──────── SOURCE TEXT ────────
Miley Cyrus Reveals She's 6 Months Sober: 'I Really Wanted to Polish Up My Craft'

Miley Cyrus celebrates being six months sober, which she talked about in a new interview today (June 23).

The 27-year-old pop star opened up about her sobriety milestone on iHeart and Variety‘s The Big Ticket podcast, where she discussed the dual impact of her vocal chord surgery in November 2019 and her parents’ family histories. “It’s been really important for me over the last year living a sober lifestyle, because I really wanted to polish up my craft. I had really big vocal surgery in November. I had freaking four weeks where I wasn’t allowed to talk,” Cyrus told Variety‘s Marc Malkin.

She recalled the doctor telling the former Hannah Montana star that she needed the surgery due to “over-use of the vocal chords,” which she understood to come from her rigorous touring schedule since she was a 12-year-old hit sensation also conducting fan meet-and-greets. Teasing herself as someone who “just talks a sh– ton,” Cyrus still remembers this quote from one of her past interviews, which she still sends to “big stoner” parents Tish and Billy Ray Cyrus: “Anyone that smokes weed is a dummy.” But the superstar did some research to make sense of her families’ habits.

“I’ve been sober sober for the past six months. At the beginning, it was just about this vocal surgery.… But I had been thinking a lot about my mother. My mom was adopted, and I inherited some of the feelings she had, the abandonment feelings and wanting to prove that you’re wanted and valuable,” the “Mother’s Daughter” singer said. “My dad’s parents divorced when he was three, so my dad raised himself. I did a lot of family history, which has a lot of addiction and mental health challenges. So just going through that and asking, ‘Why am I the way that I am?’ By understanding the past, we understand the present and the future much more clearly.”

She also debunked the stigma associated with being a young sober person and revealed her favorite part about her journey in the interview.

“It’s really hard because especially being young, there’s that stigma of ‘You’re no fun.’ It’s like, ‘Honey, you can call me a lot of things, but I know that I’m fun,'” Cyrus quipped. “The thing that I love about it is waking up 100%, 100% of the time. I don’t want to wake up feeling groggy. I want to wake up feeling ready.”
──────── DATA UNDER STUDY ────────
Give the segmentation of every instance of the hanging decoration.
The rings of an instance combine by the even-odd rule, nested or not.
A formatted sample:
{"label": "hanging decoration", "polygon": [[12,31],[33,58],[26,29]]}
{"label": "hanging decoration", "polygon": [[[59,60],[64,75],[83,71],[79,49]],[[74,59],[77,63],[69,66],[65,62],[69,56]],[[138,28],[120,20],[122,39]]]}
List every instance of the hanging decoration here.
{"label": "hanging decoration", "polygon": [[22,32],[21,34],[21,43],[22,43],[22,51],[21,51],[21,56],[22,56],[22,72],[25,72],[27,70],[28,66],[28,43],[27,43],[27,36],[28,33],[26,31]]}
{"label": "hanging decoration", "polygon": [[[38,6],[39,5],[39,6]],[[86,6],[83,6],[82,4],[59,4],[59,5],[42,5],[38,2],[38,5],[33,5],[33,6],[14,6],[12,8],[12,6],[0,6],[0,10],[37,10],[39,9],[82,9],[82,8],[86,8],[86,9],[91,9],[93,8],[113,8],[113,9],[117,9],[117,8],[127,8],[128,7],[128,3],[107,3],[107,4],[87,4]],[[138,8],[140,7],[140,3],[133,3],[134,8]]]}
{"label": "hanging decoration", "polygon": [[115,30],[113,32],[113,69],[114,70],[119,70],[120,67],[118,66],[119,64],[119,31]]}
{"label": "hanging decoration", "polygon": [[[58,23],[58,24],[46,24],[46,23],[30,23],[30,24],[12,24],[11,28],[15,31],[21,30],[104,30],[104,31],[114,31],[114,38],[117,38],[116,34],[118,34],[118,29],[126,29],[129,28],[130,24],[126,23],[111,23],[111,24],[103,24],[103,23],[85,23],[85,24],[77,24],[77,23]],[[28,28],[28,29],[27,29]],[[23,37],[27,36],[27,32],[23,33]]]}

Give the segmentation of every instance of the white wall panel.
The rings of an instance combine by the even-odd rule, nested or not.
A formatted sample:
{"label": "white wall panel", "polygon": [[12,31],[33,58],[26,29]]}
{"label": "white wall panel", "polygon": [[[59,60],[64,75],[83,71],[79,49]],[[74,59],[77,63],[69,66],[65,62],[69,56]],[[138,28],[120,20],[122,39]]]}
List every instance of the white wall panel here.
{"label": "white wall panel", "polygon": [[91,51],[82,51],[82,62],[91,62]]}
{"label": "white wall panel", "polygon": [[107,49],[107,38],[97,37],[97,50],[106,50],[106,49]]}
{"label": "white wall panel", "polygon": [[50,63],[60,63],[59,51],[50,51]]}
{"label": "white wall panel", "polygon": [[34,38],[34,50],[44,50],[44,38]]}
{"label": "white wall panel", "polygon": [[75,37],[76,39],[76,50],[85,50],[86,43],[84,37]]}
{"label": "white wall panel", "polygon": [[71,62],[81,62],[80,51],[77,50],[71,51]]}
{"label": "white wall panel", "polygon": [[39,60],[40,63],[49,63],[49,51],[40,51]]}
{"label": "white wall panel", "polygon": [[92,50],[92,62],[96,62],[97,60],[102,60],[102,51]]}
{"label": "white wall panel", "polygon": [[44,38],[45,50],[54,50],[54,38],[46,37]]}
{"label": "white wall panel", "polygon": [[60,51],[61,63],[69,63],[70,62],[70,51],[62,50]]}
────────
List every real person named in the article about Miley Cyrus's sobriety. The entries are separate material from the source text.

● **EXERCISE RESULT**
Miley Cyrus, Marc Malkin, Tish Cyrus, Billy Ray Cyrus